Data to use:
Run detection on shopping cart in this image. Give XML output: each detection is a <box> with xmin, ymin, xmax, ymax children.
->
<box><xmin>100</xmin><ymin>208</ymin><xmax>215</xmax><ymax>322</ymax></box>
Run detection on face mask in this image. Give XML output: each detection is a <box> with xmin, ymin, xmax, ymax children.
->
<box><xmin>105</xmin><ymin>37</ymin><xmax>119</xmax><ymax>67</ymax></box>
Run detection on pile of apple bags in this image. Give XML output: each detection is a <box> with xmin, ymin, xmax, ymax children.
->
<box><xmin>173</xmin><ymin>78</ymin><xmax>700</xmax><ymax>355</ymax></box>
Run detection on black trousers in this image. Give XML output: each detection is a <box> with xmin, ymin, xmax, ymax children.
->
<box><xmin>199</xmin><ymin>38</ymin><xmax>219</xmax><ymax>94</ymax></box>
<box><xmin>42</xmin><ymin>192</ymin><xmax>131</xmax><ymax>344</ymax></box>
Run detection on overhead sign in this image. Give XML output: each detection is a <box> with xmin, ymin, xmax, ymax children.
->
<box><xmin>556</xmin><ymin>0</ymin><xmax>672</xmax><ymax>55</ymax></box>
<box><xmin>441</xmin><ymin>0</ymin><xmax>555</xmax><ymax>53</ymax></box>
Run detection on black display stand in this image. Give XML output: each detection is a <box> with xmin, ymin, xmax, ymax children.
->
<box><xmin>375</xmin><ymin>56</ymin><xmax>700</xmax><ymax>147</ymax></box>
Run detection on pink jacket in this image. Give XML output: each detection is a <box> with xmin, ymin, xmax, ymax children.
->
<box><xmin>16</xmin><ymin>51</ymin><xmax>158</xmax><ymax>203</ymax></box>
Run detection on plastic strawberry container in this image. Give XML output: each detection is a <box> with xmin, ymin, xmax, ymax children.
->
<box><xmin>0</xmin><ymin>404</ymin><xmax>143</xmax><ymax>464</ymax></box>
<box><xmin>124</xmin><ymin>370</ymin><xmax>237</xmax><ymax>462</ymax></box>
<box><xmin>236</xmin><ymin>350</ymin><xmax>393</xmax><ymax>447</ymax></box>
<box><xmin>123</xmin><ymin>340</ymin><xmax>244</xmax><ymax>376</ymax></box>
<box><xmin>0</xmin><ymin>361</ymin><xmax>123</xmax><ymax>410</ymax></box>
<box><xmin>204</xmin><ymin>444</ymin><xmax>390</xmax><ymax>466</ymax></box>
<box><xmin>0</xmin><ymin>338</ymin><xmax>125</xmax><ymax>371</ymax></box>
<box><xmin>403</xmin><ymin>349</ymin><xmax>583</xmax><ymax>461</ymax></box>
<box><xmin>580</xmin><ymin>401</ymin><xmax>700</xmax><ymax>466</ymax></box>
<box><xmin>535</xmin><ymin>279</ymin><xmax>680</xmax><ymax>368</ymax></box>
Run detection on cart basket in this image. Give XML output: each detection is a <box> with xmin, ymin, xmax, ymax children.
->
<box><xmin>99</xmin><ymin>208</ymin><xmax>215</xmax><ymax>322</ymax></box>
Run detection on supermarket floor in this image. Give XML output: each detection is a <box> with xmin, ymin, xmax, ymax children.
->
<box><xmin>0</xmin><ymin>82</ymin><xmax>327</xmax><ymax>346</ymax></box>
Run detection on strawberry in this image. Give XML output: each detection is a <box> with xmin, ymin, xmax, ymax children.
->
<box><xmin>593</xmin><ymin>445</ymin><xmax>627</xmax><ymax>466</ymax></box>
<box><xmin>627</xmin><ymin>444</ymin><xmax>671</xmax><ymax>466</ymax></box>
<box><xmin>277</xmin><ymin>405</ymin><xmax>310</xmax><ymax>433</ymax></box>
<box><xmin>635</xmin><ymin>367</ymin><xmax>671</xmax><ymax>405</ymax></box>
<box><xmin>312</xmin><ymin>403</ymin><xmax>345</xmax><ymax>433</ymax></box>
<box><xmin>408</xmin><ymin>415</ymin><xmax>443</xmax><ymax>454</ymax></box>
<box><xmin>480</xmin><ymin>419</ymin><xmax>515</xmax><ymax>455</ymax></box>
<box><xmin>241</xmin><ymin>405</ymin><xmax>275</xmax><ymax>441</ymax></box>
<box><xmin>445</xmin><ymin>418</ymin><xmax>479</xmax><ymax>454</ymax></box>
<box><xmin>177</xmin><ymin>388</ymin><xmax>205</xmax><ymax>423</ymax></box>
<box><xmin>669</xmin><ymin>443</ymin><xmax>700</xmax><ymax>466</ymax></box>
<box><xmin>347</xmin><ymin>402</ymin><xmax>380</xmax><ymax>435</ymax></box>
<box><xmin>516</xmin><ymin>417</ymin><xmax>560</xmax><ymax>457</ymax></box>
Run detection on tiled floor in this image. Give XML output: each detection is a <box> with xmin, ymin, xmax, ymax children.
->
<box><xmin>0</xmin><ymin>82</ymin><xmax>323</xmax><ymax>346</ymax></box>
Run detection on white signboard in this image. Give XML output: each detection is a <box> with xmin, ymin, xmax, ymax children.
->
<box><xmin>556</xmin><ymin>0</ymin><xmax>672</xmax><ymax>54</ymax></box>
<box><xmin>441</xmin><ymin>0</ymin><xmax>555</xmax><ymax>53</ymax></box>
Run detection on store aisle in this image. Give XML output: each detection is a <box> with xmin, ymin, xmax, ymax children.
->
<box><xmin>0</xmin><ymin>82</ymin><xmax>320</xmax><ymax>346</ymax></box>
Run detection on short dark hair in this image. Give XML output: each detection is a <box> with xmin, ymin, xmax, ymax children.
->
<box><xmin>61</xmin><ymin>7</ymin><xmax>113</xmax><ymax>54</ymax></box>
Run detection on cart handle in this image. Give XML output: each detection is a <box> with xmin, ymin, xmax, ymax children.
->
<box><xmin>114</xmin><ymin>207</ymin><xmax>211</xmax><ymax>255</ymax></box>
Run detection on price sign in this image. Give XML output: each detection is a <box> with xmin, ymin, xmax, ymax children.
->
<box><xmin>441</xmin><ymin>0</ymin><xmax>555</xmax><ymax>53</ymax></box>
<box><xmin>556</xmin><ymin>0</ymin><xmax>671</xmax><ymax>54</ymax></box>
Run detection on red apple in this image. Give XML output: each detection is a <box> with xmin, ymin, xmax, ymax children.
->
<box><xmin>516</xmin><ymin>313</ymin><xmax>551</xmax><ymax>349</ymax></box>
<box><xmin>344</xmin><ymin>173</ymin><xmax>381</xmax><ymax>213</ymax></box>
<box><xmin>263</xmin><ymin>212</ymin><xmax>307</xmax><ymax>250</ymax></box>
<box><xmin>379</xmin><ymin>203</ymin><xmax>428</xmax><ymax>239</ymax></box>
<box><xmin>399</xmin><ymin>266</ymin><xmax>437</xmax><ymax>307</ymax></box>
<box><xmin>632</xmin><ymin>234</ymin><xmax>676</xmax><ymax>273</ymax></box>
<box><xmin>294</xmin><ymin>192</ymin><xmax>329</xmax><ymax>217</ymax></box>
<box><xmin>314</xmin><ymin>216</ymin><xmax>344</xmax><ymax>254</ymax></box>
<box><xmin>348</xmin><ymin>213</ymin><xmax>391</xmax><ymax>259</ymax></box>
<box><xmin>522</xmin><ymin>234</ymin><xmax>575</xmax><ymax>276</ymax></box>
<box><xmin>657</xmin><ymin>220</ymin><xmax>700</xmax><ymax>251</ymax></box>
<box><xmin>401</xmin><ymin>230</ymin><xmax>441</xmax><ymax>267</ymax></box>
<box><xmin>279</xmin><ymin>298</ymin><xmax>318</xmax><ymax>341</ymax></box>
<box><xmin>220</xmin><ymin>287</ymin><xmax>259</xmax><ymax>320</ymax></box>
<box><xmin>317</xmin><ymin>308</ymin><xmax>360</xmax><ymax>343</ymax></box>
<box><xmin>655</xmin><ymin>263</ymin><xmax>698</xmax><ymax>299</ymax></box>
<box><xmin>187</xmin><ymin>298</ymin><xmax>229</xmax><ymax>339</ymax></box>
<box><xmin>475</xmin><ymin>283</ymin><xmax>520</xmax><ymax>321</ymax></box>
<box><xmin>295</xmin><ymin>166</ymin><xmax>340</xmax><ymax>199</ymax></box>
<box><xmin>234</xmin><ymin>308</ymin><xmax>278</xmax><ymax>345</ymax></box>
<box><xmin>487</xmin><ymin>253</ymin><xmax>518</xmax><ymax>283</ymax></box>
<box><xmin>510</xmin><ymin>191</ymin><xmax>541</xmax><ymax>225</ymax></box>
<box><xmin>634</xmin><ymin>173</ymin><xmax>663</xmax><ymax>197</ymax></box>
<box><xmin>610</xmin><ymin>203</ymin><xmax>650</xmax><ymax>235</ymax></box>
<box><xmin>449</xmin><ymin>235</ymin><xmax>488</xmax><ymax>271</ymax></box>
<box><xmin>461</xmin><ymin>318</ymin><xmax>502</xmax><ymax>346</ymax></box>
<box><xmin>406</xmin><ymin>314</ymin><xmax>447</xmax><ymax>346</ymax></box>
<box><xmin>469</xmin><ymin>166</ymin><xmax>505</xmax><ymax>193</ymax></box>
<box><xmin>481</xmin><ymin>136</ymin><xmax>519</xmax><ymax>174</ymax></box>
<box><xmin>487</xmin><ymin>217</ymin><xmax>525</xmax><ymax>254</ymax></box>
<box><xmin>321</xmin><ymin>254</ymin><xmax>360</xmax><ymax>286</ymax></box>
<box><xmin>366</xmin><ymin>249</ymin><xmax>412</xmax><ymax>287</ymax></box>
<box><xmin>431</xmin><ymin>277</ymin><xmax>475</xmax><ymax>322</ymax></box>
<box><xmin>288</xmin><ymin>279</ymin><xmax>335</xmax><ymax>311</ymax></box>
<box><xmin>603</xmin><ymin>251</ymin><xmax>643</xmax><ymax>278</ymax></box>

Your instructions:
Across all the records above, find each line with "apple" in it and copy it.

Written solution:
Run detection on pile of apple bags in this image. Give XML output: each detection is a <box> with xmin, ymin, xmax, ymax children.
Run detection on red apple in this image. Give XML output: each detection is a <box> with xmin, ymin, xmax, ymax children.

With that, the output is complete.